ÜBUNGSTEXT |
----

Warum streiken die Apothekerinnen und Apotheker? Iris Zeien von der Vital Apotheke in Höhenhaus erzählt aus ihrem Alltag.
Streik in ApothekenWas eine Kölner Apothekerin nervt

Iris Zeien in ihrer Apotheke.
Copyright: Meike Böschemeyer
„Klar bleibt die Apotheke zu.“ Iris Zeien, Apothekerin in Höhenhaus, beteiligt sich am Mittwoch am bundesweiten Streik der Apotheken. „Es ist so nervig geworden, dass nicht nur ich, sondern auch meine Mitarbeitenden auf dem Zahnfleisch gehen“, erklärt die 62-Jährige.
Dabei ist es ihr wichtig, etwas klarzustellen.„Ich bin mit Leib und Seele Apothekerin“, sagt Zeien mit Nachdruck. Seit 38 Jahren arbeitet sie in dem Beruf, vor 27 Jahren übernahm sie mit der „Engel-Apotheke“ in Ostheim ihre erste eigene Offizin. Dann kam die Vital-Apotheke in Höhenhaus dazu.
„Apotheke für viele sehr wichtig“
„Für die Menschen, vor allem auch für Ältere, ist die Apotheke wichtig“, sagt Zeien. Beraten, erklären, Ängste nehmen und dafür sorgen, dass Menschen möglichst gut behandelt werden − all das mag die Kölnerin an ihrer Arbeit. Aber seit einer ganzen Weile stimmt für sie die Balance Privatleben-Arbeitsleben nicht mehr. „Seit drei Jahren bin ich nur noch Apotheke. Jeden Tag bin ich etwa drei Stunden länger bei der Arbeit“, stöhnt Zeien, „Im ganzen letzten Jahr bin ich kein einziges Mal dazu gekommen, meinen Sohn in Bayern zu besuchen.“
Während die Herausforderungen durch Corona „irgendwie noch planbar“ gewesen seien, beuteln die Lieferengpässe bei Medikamenten Zeien enorm. Sie betreffen (wie berichtet) eine Vielzahl wichtiger Arzneien von Antibiotika bis hin zu Fiebersäften. Die Folge ist eine Menge Mehrarbeit.
„Gefühlt bei jedem zweiten oder dritten Rezept gibt es ein Problem“, sagt Zeien. Steht dort beispielsweise das bekannte Blutdruckmedikament „Candesartan 100 Tabletten á 8 mg“ heißt das noch lange nicht, dass der Kunde das in der gewohnten Form mit nach Hause nehmen kann.

----

BEREITGESTELLTE DATEN |
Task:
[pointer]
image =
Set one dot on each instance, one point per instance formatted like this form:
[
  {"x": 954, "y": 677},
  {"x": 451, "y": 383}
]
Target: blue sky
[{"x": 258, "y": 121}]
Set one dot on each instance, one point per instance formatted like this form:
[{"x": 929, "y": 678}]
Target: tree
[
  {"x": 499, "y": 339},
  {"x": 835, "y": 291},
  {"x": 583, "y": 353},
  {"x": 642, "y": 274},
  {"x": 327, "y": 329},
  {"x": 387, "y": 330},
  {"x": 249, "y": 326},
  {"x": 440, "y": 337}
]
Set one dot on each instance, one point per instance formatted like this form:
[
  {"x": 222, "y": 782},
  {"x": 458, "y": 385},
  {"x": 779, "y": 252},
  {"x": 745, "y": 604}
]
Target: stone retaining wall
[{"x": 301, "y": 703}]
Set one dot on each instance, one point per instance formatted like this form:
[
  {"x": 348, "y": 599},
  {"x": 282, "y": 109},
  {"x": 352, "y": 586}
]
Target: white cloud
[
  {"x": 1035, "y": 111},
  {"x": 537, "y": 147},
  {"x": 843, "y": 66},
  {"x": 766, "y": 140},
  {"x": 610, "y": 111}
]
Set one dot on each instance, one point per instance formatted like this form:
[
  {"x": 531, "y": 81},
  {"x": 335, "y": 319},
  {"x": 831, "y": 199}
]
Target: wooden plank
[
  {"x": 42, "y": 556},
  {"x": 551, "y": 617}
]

----

ZIEL DER ÜBUNG |
Schreiben Sie den Übungstext über die streikende Kölner Apothekerin weiter und knüpfen Sie an seinen letzten Satz an.

LÖSUNG |
Langwierige Recherche nach Ersatz
„Einen Augenblick bitte ...“ So beginnt meistens die Odyssee durch Online-Verzeichnisse. Hat Zeien festgestellt, dass das Medikament des verordneten Herstellers weder vorrätig noch lieferbar ist, macht sie sich auf die Suche nach Alternativen mit demselben Wirkstoff. Allerdings: Sie kann längst nicht jedes nehmen. „Ich muss darauf achten, für welchen Hersteller es Verträge mit den Krankenkassen gibt.“
Ist in der verordneten Menge nichts zu finden, sucht Zeien nach kleineren Packungen. Wird sie da nicht fündig, sucht sie nach anderen Dosierungen. „Komme ich an 4-mg-Tabletten, muss der Patient zwei statt einer nehmen“, erklärt sie. Sind stattdessen nur 16 mg auf dem Markt, wird es komplizierter. Die Arztpraxis muss informiert werden. Ein neues Rezept muss her. „Immer wieder rufen wir in den Praxen an, manchmal geht die Bitte nach dem neuen Rezept unter und wir müssen noch mal nachfragen“, erklärt Iris Zeien.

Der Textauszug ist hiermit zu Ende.